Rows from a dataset
-- Begin --

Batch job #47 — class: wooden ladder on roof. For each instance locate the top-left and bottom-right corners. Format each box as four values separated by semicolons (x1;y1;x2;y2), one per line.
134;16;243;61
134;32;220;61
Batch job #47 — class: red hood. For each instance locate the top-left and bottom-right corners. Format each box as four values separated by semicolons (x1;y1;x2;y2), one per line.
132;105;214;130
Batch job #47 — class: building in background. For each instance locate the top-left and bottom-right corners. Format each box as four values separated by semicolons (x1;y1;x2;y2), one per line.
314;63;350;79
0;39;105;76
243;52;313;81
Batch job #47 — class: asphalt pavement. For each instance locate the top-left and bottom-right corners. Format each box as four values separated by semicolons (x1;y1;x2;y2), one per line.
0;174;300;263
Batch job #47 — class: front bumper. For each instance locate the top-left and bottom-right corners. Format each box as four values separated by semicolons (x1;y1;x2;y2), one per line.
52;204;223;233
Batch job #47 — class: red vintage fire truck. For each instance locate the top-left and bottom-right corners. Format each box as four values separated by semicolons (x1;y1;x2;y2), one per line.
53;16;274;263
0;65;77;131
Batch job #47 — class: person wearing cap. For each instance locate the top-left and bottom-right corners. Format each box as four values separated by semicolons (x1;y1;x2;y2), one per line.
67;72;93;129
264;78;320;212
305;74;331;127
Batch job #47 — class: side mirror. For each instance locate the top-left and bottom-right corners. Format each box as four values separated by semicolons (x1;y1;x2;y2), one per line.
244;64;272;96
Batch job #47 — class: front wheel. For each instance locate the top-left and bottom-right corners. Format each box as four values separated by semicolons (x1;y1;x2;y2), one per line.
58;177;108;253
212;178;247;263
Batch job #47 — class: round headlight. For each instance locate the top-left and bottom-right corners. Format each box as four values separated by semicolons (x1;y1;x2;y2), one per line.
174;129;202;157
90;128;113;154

-- End --

• _Exercise goal_:
Copy out, word for word, everything in the data from the line containing "Batch job #47 — class: red vintage" down to the line containing "0;65;77;131", including both of those lines.

• _Complete answer_:
Batch job #47 — class: red vintage fire truck. For each instance locate the top-left and bottom-right corners. Format each box as four values separated by semicolons (x1;y1;x2;y2), one per line.
53;16;274;263
0;65;77;131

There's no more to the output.